= Brano di partenza =
Quando la cassa integrazione ‘ruba’ il lavoro a chi non ce l’ha

Avete presente i cittadini onesti che pur fra mille difficoltà cercano comunque di pagare le tasse fino all’ultimo centesimo? In questo periodo di crisi sono diventati insofferenti anche verso i cassintegrati. Ma non si tratta di cassintegrati illustri come la moglie dell’ex A.D. di Meridiana Fly Giuseppe Gentile (dai 5.000 euro al mese e con un marito dalla buonuscita di oltre 22 milioni di euro), si tratta di comuni mortali.
Se la prima categoria provoca rabbia e sgomento, la seconda alimenta l’insofferenza popolare. E’ il caso del Marghine e della Baronia, dove gli ex dipendenti Legler hanno ottenuto un posto pubblico grazie all’impegno sindacale e regionale. Questa misura di reimpiego sociale, sostenuta anche dal sardista Paolo Maninchedda, ha avuto il nobile intento di annullare il volto assistenziale della cassa integrazione. E’ passato cioè il principio che se si prendono soldi pubblici non si può rimanere a casa sdraiati sul divano, con la scusa di aver perso il posto, ma si deve lavorare per la collettività (e dunque presso i Comuni, le ASL ed in altri ambiti di pubblica utilità).

= Consegna A =
Indica se ciascuna affermazione concorda con il brano sulla cassa integrazione, rispondendo sì o no e citando le parole decisive del brano: (i) la moglie dell'ex A.D. di Meridiana Fly percepiva 5.000 euro al mese; (ii) gli ex dipendenti Legler hanno ottenuto un posto pubblico grazie a un'iniziativa privata; (iii) Paolo Maninchedda ha sostenuto la misura di reimpiego sociale.
Le voci non hanno alcun legame con il brano.

= Materiali dell'esercizio =
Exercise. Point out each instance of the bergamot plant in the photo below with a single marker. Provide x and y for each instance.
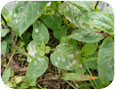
(71, 39)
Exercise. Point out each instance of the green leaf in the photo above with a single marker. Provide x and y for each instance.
(24, 14)
(106, 60)
(58, 34)
(100, 21)
(3, 47)
(87, 5)
(4, 32)
(89, 49)
(66, 57)
(77, 77)
(71, 12)
(40, 33)
(33, 50)
(91, 61)
(6, 75)
(87, 35)
(108, 10)
(37, 67)
(52, 21)
(6, 14)
(18, 79)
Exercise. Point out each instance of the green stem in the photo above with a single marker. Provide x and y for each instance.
(70, 84)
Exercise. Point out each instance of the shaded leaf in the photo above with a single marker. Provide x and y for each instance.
(3, 47)
(4, 32)
(66, 57)
(40, 33)
(36, 67)
(87, 5)
(52, 21)
(100, 21)
(77, 77)
(89, 49)
(71, 12)
(86, 35)
(6, 75)
(58, 34)
(106, 60)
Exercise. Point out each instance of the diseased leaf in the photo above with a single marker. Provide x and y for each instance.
(4, 32)
(58, 34)
(40, 33)
(52, 21)
(71, 12)
(33, 50)
(3, 47)
(100, 21)
(91, 61)
(108, 10)
(24, 14)
(87, 5)
(66, 57)
(89, 49)
(77, 77)
(106, 60)
(87, 35)
(6, 75)
(36, 67)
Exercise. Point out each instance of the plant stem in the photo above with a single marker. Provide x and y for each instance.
(70, 84)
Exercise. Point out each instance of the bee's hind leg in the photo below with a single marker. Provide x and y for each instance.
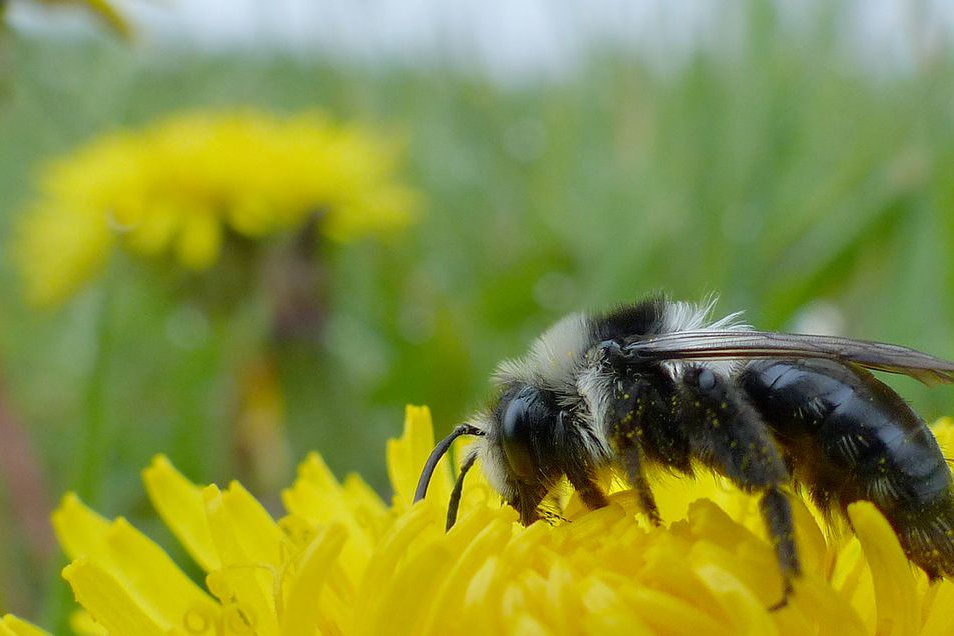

= Consegna B =
Trascrivi senza modifiche le righe delle voci, a partire da quella che contiene "Exercise. Point out each instance of the green leaf" e proseguendo fino alla fine delle voci, estremi inclusi. Ometti le immagini.

= Soluzione A =
(i) Sì: "dai 5.000 euro al mese".
(ii) No: "grazie all’impegno sindacale e regionale".
(iii) Sì: "sostenuta anche dal sardista Paolo Maninchedda".

= Soluzione B =
Exercise. Point out each instance of the green leaf in the photo above with a single marker. Provide x and y for each instance.
(24, 14)
(106, 60)
(58, 34)
(100, 21)
(3, 47)
(87, 5)
(4, 32)
(89, 49)
(66, 57)
(77, 77)
(71, 12)
(40, 33)
(33, 50)
(91, 61)
(6, 75)
(87, 35)
(108, 10)
(37, 67)
(52, 21)
(6, 14)
(18, 79)
Exercise. Point out each instance of the green stem in the photo above with a single marker. Provide x and y for each instance.
(70, 84)
Exercise. Point out each instance of the shaded leaf in the photo above with a single marker. Provide x and y for each instance.
(3, 47)
(4, 32)
(66, 57)
(40, 33)
(36, 67)
(87, 5)
(52, 21)
(100, 21)
(77, 77)
(89, 49)
(71, 12)
(86, 35)
(6, 75)
(58, 34)
(106, 60)
Exercise. Point out each instance of the diseased leaf in the photo above with a single marker. Provide x and y for each instance.
(4, 32)
(58, 34)
(40, 33)
(52, 21)
(71, 12)
(33, 50)
(3, 47)
(100, 21)
(91, 61)
(108, 10)
(24, 14)
(87, 5)
(66, 57)
(89, 49)
(77, 77)
(106, 60)
(87, 35)
(6, 75)
(36, 67)
Exercise. Point out each instance of the plant stem in the photo above with a single marker. Provide x and y for each instance.
(70, 84)
Exercise. Point out each instance of the bee's hind leg in the photo below with a single marker. Provide x and y for each instance.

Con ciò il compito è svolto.